TEXT PASSAGE >>

════════

Hacker News is a site started by the startup incubator Y Combinator, where user-submitted stories (known as "posts") are voted and commented upon, similar to reddit. Hacker News is extremely popular in technology and startup circles, and posts that make it to the top of Hacker News' listings can get hundreds of thousands of visitors as a result.
We're specifically interested in posts whose titles begin with either Ask HN
or Show HN
. Users submit Ask HN
posts to ask the Hacker News community a specific question. Below are a few examples:
Ask HN: How to improve my personal website?
Ask HN: Am I the only one outraged by Twitter shutting down share counts?
Ask HN: Aby recent changes to CSS that broke mobile?
Likewise, users submit Show HN posts to show the Hacker News community a project, product, or just generally something interesting. Below are a few examples:
Show HN: Wio Link ESP8266 Based Web of Things Hardware Development Platform'
Show HN: Something pointless I made
Show HN: Shanhu.io, a programming playground powered by e8vm
We'll compare these two types of posts, using python built-ins, to determine the following:
Do Ask HN or Show HN receive more comments on average?

════════

REQUIRED WORK >>
**A)** Print the Hacker News passage word for word, from "Ask HN: Am I" up to and including "comments on average?".
**B)** Select each line of the entries that contains the string "Target", where case counts.

════════

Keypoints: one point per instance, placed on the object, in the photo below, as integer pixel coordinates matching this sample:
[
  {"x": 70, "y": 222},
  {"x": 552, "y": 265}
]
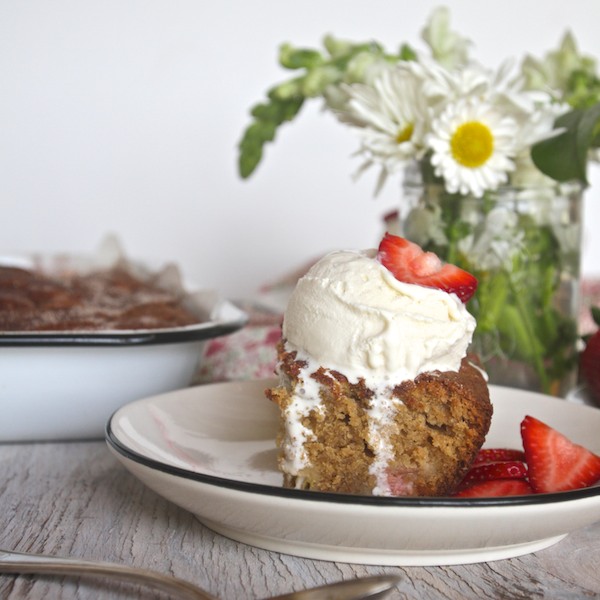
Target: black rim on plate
[{"x": 396, "y": 501}]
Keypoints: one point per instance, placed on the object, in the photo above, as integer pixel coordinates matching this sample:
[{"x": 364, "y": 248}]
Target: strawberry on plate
[
  {"x": 555, "y": 463},
  {"x": 490, "y": 455},
  {"x": 506, "y": 469},
  {"x": 410, "y": 264},
  {"x": 495, "y": 488}
]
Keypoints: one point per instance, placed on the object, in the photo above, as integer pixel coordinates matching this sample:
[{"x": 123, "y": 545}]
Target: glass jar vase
[{"x": 524, "y": 246}]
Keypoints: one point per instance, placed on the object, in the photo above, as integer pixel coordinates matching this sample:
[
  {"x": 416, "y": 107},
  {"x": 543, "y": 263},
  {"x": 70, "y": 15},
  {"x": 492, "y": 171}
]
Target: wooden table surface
[{"x": 75, "y": 499}]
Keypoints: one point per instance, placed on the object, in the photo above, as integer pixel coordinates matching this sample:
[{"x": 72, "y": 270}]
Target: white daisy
[
  {"x": 391, "y": 117},
  {"x": 472, "y": 146}
]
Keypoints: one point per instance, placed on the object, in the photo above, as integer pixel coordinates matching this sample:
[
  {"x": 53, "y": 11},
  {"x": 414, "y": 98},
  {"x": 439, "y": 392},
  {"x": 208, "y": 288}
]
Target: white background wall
[{"x": 124, "y": 115}]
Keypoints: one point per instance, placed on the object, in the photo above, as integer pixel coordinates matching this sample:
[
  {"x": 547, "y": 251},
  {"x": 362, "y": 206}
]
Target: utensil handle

════════

RESULTS OF THE TASKS >>
**A)**
Ask HN: Am I the only one outraged by Twitter shutting down share counts?
Ask HN: Aby recent changes to CSS that broke mobile?
Likewise, users submit Show HN posts to show the Hacker News community a project, product, or just generally something interesting. Below are a few examples:
Show HN: Wio Link ESP8266 Based Web of Things Hardware Development Platform'
Show HN: Something pointless I made
Show HN: Shanhu.io, a programming playground powered by e8vm
We'll compare these two types of posts, using python built-ins, to determine the following:
Do Ask HN or Show HN receive more comments on average?

**B)**
Target: black rim on plate
Target: strawberry on plate
Target: glass jar vase
Target: wooden table surface
Target: white daisy
Target: white background wall
Target: utensil handle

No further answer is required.